**LISTE DES TÂCHES**
A. Réécrivez sous forme de liste le paragraphe de l'article sur le Requiem mis en scène par Romeo Castellucci qui commence par « Le metteur en scène a conçu », en conservant ses faits principaux.
B. Reprenez l'article sur le Requiem mis en scène par Romeo Castellucci là où il s'arrête, et poursuivez-le.

**ARTICLE**
——

A tout ce qui a disparu, disparaît et disparaîtra. Pour Romeo Castellucci, le Requiem (1791) de Mozart constitue bien plus qu’une messe des morts : une réflexion humaniste et globale sur la célébration et la finitude de la vie et de toutes choses. Cette production, créée en 2019 au Festival d’Aix‑en‑Provence, et dédiée aux citoyens ukrainiens, s’inscrit dans une tendance assez neuve, consistant à mettre en scène des oratorios et des œuvres religieuses, souvent avec l’appui d’une chorégraphie. Aux différentes séquences du Requiem viennent s’intercaler des pages le plus souvent brèves et méconnues du compositeur, certaines a cappella, sans que ces ajouts ne portent préjudice au déroulement naturel et à la force émotionnelle de ce chef d’œuvre inachevé, le tout pour une durée d’une heure et quarante minutes, sans interruption.


Le metteur en scène a conçu une fois de plus un spectacle riche de significations, d’une grande inventivité et d’une parfaite maîtrise. Il se déroule comme un cycle de vie, avec, au début, une vieille femme âgée disparaissant dans son lit, représentation aussi stupéfiante qu’efficace de la mort, et, à la fin, un bébé déposé par sa mère, présente aux côtés d’une jeune fille, d’une femme et de cette dame âgée, autant de représentations de la même personne à différents âges. Tout au long de la représentation s’affichent le nom de différentes choses qui se sont éteintes, ou destinées à disparaître, comme des espèces, des langues, des religions, des monuments, des lacs – même la flèche de Notre‑Dame de Paris et le théâtre de Marioupol sont cités, jusqu’à nous tous, vous et moi.

——

(Données extraites d'une collection)

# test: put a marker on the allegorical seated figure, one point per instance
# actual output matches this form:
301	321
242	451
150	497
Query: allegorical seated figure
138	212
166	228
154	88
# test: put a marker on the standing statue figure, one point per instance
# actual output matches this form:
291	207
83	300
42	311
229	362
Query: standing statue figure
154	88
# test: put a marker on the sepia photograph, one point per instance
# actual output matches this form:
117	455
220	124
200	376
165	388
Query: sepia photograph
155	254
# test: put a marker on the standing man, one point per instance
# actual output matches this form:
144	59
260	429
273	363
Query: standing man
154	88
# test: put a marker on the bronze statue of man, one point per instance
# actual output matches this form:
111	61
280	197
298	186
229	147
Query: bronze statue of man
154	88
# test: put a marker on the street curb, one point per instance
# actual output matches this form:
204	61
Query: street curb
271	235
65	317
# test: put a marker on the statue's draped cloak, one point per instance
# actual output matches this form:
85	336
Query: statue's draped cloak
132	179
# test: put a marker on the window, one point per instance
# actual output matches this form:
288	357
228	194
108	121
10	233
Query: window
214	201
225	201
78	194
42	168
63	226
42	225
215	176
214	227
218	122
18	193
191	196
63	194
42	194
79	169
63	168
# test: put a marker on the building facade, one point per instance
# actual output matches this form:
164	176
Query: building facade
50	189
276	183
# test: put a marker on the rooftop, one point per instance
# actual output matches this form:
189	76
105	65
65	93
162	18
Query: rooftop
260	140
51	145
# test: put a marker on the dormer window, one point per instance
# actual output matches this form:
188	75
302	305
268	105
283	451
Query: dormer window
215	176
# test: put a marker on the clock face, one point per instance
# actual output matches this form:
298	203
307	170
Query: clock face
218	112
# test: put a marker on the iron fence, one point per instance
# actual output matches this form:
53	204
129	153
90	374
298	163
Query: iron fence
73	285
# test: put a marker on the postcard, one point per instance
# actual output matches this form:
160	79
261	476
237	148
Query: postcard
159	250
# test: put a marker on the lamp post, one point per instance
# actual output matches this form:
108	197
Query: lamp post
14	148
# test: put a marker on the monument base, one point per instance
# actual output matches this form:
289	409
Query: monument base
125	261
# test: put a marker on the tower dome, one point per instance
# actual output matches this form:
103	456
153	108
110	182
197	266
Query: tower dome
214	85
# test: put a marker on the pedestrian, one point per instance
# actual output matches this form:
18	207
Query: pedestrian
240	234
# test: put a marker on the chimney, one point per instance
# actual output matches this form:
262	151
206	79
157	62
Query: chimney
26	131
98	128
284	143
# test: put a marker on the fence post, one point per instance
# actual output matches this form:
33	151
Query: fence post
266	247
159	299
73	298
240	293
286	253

——

**RÉSULTATS PAR TÂCHE**
A.
- Le metteur en scène a conçu un spectacle riche de significations, très inventif et parfaitement maîtrisé.
- Le spectacle se déroule comme un cycle de vie. Au début, une vieille femme disparaît dans son lit, image à la fois stupéfiante et efficace de la mort.
- À la fin, une mère dépose un bébé. Elle est présente aux côtés d'une jeune fille, d'une femme et de la dame âgée, qui représentent toutes la même personne à différents âges.
- Tout au long de la représentation s'affichent les noms de choses éteintes ou destinées à disparaître : espèces, langues, religions, monuments, lacs, la flèche de Notre-Dame de Paris, le théâtre de Marioupol, et jusqu'à nous tous.

B.
Les choristes, actifs presque en permanence, participent en plus de chanter à la chorégraphie, comme dans C(H)ŒURS d’Alain Platel, bien que les mouvements paraissent moins énergiques. Ils évoluent dans différentes tenues, des habits de tous les jours très colorés ou des costumes folkloriques évoquant les pays de l’Est, que les spectateurs admirent à l’occasion de festivités populaires célébrant la vie, comme cette sorte d’arbre de mai, ronde des rubans autour d’un piquet, dans l’esprit d’une fête de la Saint‑Jean. A propos de couleurs, qui évoquent notamment celles de l’efflorescence, symbole par excellence de l’éphémère, Romeo Castellucci, assisté de Marco Giusti, a effectué un travail splendide sur les éclairages, exploitant les contrastes entre le clair et le sombre, les couleurs vives et les teintes neutres. Cette mise en scène relève même de l’art pictural, en particulier à la fin, lorsque se soulève et pivote le plateau sur lequel les chanteurs et les danseurs se sont déplacés, offrant comme une peinture abstraite portant les traces d’un spectacle qui, lui aussi, ne dure qu’un temps. Les différents tableaux, diversifiés et contrastés, se succèdent harmonieusement, sans baisse de tension, et certains imprègnent la mémoire par leur pure et saisissante splendeur, en particulier celle ou une jeune fille vêtue de blanc et recouverte de couleurs, de plumes et de miel, s’accroche à une paroi blanche, comme une crucifixion.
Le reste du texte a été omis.